Brief
Reproduce the entries below, please. Keep every character the same.

Supplied material
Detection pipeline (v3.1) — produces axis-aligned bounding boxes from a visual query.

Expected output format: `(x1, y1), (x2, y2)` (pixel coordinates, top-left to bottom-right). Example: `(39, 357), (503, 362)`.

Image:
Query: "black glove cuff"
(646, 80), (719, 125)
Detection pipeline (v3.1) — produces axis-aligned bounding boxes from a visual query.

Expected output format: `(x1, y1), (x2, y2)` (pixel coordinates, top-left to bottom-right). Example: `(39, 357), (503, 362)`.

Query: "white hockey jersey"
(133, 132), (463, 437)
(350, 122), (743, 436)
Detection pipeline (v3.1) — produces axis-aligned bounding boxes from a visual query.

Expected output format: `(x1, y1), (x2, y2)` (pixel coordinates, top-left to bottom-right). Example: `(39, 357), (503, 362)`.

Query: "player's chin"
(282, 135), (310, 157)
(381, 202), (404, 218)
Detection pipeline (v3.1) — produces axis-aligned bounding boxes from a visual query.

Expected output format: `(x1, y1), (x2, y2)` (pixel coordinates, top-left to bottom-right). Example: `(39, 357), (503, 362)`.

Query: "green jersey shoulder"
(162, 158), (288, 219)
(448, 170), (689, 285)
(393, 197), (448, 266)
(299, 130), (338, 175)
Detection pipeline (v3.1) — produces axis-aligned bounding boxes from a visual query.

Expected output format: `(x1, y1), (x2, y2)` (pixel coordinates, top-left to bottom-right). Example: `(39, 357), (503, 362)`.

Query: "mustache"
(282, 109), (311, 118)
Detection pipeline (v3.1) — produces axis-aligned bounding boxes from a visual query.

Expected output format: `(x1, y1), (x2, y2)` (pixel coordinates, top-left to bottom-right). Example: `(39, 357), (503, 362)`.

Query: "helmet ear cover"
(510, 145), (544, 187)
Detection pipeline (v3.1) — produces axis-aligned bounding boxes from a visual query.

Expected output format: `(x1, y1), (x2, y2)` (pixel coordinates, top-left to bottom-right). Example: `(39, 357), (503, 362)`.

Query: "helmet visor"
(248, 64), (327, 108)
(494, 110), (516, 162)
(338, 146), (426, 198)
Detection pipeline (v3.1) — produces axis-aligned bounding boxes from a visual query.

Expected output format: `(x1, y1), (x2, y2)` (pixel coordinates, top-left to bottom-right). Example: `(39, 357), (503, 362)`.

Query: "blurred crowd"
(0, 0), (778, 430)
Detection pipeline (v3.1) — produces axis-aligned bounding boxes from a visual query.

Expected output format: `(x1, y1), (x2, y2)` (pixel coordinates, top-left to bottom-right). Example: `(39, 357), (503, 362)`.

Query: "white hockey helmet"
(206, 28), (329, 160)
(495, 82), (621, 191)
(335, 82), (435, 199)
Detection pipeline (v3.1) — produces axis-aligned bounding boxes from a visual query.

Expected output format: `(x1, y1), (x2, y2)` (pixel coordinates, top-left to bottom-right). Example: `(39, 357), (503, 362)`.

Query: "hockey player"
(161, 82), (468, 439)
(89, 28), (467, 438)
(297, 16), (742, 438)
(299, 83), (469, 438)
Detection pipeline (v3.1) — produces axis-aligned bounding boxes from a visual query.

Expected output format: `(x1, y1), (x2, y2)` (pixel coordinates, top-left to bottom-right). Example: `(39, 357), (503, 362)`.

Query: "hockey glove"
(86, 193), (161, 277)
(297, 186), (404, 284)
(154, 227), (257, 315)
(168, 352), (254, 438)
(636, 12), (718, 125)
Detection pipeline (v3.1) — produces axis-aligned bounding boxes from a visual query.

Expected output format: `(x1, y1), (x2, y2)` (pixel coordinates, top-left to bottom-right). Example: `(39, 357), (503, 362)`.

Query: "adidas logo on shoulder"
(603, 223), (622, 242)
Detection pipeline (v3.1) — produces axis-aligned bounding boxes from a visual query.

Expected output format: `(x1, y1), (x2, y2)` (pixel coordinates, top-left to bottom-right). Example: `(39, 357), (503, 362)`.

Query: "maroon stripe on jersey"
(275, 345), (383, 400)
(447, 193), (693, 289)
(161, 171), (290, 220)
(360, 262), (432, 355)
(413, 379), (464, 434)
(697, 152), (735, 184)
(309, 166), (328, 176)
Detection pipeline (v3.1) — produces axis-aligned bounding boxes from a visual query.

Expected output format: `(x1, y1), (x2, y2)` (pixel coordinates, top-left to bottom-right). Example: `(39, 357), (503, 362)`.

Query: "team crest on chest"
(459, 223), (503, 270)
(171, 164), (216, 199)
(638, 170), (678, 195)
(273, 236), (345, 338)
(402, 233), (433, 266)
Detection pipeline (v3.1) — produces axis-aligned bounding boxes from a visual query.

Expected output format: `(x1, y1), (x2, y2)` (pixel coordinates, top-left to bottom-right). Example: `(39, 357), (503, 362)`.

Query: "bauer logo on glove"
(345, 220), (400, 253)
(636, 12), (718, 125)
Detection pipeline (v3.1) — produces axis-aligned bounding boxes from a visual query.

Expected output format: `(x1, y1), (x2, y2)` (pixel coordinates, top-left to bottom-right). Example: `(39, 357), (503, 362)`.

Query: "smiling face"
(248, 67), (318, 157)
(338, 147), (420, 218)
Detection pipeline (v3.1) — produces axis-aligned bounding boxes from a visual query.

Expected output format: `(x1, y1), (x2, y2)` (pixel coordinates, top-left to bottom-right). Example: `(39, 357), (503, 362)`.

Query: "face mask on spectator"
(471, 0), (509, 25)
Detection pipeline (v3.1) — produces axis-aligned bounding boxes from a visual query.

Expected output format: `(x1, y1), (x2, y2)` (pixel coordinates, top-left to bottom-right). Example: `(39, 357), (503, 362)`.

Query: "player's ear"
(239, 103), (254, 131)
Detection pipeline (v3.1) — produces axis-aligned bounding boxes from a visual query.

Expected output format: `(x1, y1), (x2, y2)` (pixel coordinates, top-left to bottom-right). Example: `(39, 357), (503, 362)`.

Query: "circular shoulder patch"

Final answer
Detection pipeline (v3.1) — produces axis-aligned bounding boxes from a visual query.

Expected output format: `(x1, y1), (x2, y2)` (pixel coordinates, top-left to bottom-right). Example: `(39, 357), (503, 362)`.

Image:
Query: "black glove cuff"
(646, 80), (719, 125)
Detection pipeline (v3.1) — produces axis-aligned bounding boxes from a visual query.

Expected output format: `(x1, y1), (x2, y2)` (pixel coordinates, top-left to bottom-right). Example: `(39, 357), (503, 362)`.

Query: "white hockey jersey"
(133, 132), (463, 437)
(350, 122), (743, 436)
Detection pipeline (v3.1) — produces axis-aligned bounding boxes from a visual query.

Expected output format: `(x1, y1), (x2, y2)` (pixel coordinates, top-left to bottom-right). Example: `(39, 357), (503, 362)`.

Query: "player's chin"
(282, 135), (310, 157)
(381, 202), (404, 218)
Detection pipeline (v3.1) — produces axis-aligned bounding boxes from a visual query.

Expected output format: `(x1, y1), (x2, y2)` (pixel coordinates, top-left to bottom-right). Example: `(39, 357), (503, 362)`.

Query: "green jersey shoulder"
(162, 158), (288, 219)
(448, 170), (689, 285)
(393, 197), (448, 266)
(299, 130), (338, 175)
Detection pipeline (v3.1) — produces axis-aligned bounding boxes from a visual query.

Expected output format: `(x1, y1), (x2, y2)` (pixel coordinates, top-left to bottom-right). Example: `(39, 357), (503, 362)`.

Query: "mustache"
(282, 109), (311, 118)
Detection pipeline (v3.1) — produces axis-aligned bounding boxes from a visual query.

Expected output format: `(x1, y1), (x2, y2)` (pixel coordinates, top-left to bottom-right). Example: `(39, 357), (503, 362)`.

Query: "helmet ear cover"
(510, 145), (544, 187)
Detection pipeline (v3.1) — produces axis-aligned bounding boxes from a visual query.

Expected output format: `(x1, y1), (x2, y2)` (pixel coordinates, top-left to bottom-right). Example: `(39, 357), (503, 362)`.

Query: "helmet visor"
(248, 64), (327, 108)
(494, 110), (516, 162)
(338, 146), (426, 198)
Detection pipeline (v3.1) — produces axis-aligned bounding boxes from a visual query.

Expected output format: `(x1, y1), (x2, y2)` (pixel coordinates, top-left to bottom-right). Example: `(39, 357), (503, 362)`.

Query: "blurred crowd"
(0, 0), (778, 430)
Detection pipeline (v3.1) — produces axis-aligned bounding boxes from a visual query.

Expected output format: `(x1, y1), (x2, y2)` (pixel coordinates, top-left to bottom-right). Example: `(39, 357), (503, 362)`.

Query: "white hockey helmet"
(206, 28), (329, 160)
(495, 82), (621, 191)
(335, 82), (435, 199)
Detection pipeline (v3.1) — produces axis-aligned bounding boxes from a visual query.

Expected output format: `(x1, y1), (x2, y2)` (pixel coordinates, top-left to bottom-right). Example: `(39, 357), (503, 362)`.

Query: "hockey player"
(161, 82), (468, 439)
(89, 28), (467, 438)
(297, 16), (742, 438)
(299, 83), (469, 438)
Detection pipeline (v3.1) — produces axis-aligned bounding boxes from a visual query.

Expected output format: `(x1, y1), (x2, y2)` (pixel coordinates, top-left to bottom-right). Example: `(39, 357), (503, 362)`.

Query: "hockey glove"
(86, 193), (161, 277)
(297, 186), (404, 284)
(154, 227), (257, 315)
(168, 352), (254, 438)
(636, 12), (718, 125)
Detection pipeline (v3.1) — produces axis-aligned bounding boxes from a visual query.

Expected output format: `(x1, y1), (x2, y2)` (pixel coordinates, top-left to bottom-right). Example: `(39, 357), (503, 362)`.

Query: "adidas logo on shoulder"
(603, 223), (622, 242)
Detection pipeline (v3.1) — produces axis-aligned bounding boxes from a visual query.

Expected output format: `(x1, y1), (x2, y2)` (pixel coordinates, top-left to bottom-right). Example: `(39, 357), (503, 362)`.

Query: "maroon stripe on jersey"
(275, 345), (383, 400)
(447, 193), (693, 289)
(161, 171), (290, 220)
(360, 262), (432, 355)
(413, 379), (464, 434)
(697, 152), (735, 184)
(309, 166), (328, 176)
Detection pipeline (v3.1) — produces axis-aligned bounding boxes from a visual query.

Expected output format: `(x1, y1), (x2, y2)` (pixel coordinates, top-left to bottom-right). Example: `(39, 357), (503, 362)`.

Query: "team crest on chest"
(459, 223), (503, 270)
(171, 164), (216, 199)
(638, 170), (678, 195)
(273, 236), (345, 338)
(402, 233), (433, 266)
Detection pipeline (v3.1) — produces axis-aligned bounding boxes from a visual query.

Expected output format: `(x1, y1), (x2, y2)` (pixel coordinates, top-left to bottom-right). Example: `(39, 357), (503, 362)`.

Query: "bauer logo on glove"
(345, 220), (400, 253)
(636, 12), (718, 125)
Detection pipeline (v3.1) — produces axis-aligned bounding boxes from a visual query.

Expected output format: `(x1, y1), (x2, y2)` (pixel coordinates, top-left to bottom-right). Example: `(39, 357), (503, 362)`.

Query: "smiling face"
(248, 67), (318, 157)
(338, 147), (420, 218)
Detection pipeline (v3.1) — produces axis-aligned bounding boxes from a visual query.

Expected output format: `(x1, y1), (x2, y2)` (pixel coordinates, top-left to bottom-right). Example: `(39, 357), (503, 362)`.

Query: "face mask on spectator"
(471, 0), (509, 25)
Detection pipeline (v3.1) — produces axis-aligned bounding boxes from a visual query.

Expected output format: `(x1, y1), (x2, y2)` (pixel coordinates, top-left to bottom-right). Example: `(39, 357), (503, 362)`.

Query: "player's ear"
(239, 103), (254, 131)
Detection pipeline (v3.1) — produces axis-aligned bounding boxes from a visual query.

Expected output format: `(x1, y1), (x2, y2)` (pixel coordinates, top-left to bottom-right). Example: `(39, 357), (503, 362)`.

Query: "circular shoulder patch"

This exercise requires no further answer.